[Start Entries shown]

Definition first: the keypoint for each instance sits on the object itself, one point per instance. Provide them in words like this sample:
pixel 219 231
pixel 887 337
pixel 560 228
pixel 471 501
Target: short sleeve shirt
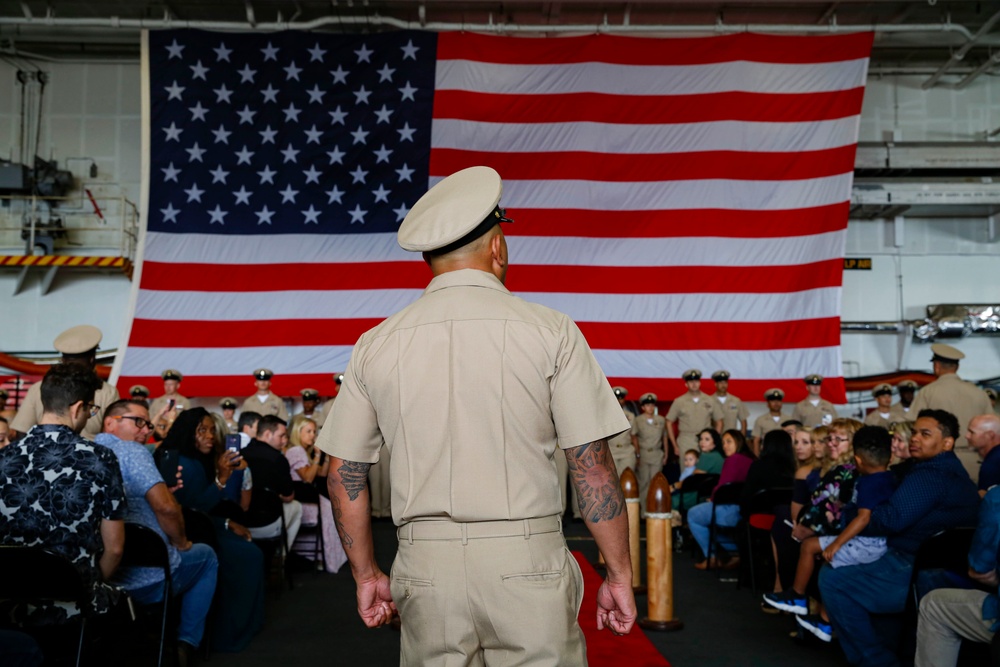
pixel 472 389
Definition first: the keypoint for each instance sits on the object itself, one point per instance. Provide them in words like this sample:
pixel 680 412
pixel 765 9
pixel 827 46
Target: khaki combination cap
pixel 78 340
pixel 947 353
pixel 456 211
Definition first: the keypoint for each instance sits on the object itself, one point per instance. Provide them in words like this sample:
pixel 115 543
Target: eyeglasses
pixel 139 421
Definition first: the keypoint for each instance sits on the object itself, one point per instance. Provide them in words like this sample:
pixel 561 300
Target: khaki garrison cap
pixel 78 340
pixel 946 353
pixel 881 389
pixel 456 211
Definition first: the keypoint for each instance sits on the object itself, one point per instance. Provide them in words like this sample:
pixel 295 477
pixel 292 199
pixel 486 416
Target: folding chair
pixel 37 574
pixel 145 548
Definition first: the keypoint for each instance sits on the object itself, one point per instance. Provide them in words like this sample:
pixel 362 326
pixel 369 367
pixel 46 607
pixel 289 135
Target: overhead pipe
pixel 958 55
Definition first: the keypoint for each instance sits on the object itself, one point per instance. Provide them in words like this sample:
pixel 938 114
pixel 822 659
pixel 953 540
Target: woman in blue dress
pixel 239 612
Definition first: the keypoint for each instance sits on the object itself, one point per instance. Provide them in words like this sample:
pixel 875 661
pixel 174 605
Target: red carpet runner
pixel 603 648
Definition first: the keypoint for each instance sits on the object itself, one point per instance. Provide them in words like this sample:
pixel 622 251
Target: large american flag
pixel 684 200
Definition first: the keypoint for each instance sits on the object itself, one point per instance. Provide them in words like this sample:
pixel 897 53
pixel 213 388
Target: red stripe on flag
pixel 639 51
pixel 521 278
pixel 647 110
pixel 735 165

[End Entries shown]

▶ [Work required] The listing above needs to be output again exactly. Don't include the pictures.

▶ [Reply]
Definition first: the keypoint for each instance sits on the object itself, one point per instance. Provide them in words like this sample:
pixel 219 231
pixel 887 337
pixel 560 228
pixel 471 501
Target: short sleeve shirt
pixel 472 389
Definition first: the keypoint for each instance sits on the object itself, one point per instance. Provide them in words like this sample:
pixel 680 412
pixel 765 9
pixel 827 46
Target: khaki combination cap
pixel 78 340
pixel 947 353
pixel 456 211
Definition first: the keypoint for each instance sits on the object itself, one point per instance. Provide them in words like this sample:
pixel 115 543
Target: eyeglasses
pixel 139 421
Definition first: the keypoint for each instance sits on the object itself, one point per instance. Provide them in words like this sample:
pixel 561 300
Target: khaki garrison cap
pixel 78 340
pixel 946 353
pixel 881 389
pixel 456 211
Definition first: the keypoint for each instance sits on the object itself, one point per instance. Provide them in words like this sample:
pixel 295 477
pixel 292 199
pixel 486 416
Target: folding chair
pixel 37 574
pixel 145 548
Definition first: the keypoint for each instance sits on the object itself, one point per instance. Provide them in words like this sample:
pixel 362 326
pixel 369 367
pixel 46 607
pixel 289 135
Target: overhead pipe
pixel 958 55
Definition first: the keypoint for each instance sits on the object itself, one point per instance. Provide them in words like this sample:
pixel 938 114
pixel 822 659
pixel 953 540
Target: woman in blue dress
pixel 239 612
Definition first: the keypoint for each instance sits on the object itself, one point per instance. Provide them in words like this sample:
pixel 875 661
pixel 174 605
Target: red carpet runner
pixel 603 648
Definition first: the keypoint for each instance sits on the object itself, one point per instance. Provide them in words like this sample:
pixel 622 251
Target: large american flag
pixel 684 200
Definition first: the keypoint for each instance sits on the object itself, one point per instance. Provide them in words like this sample:
pixel 897 53
pixel 213 388
Target: red stripe on flag
pixel 639 51
pixel 521 278
pixel 647 110
pixel 735 165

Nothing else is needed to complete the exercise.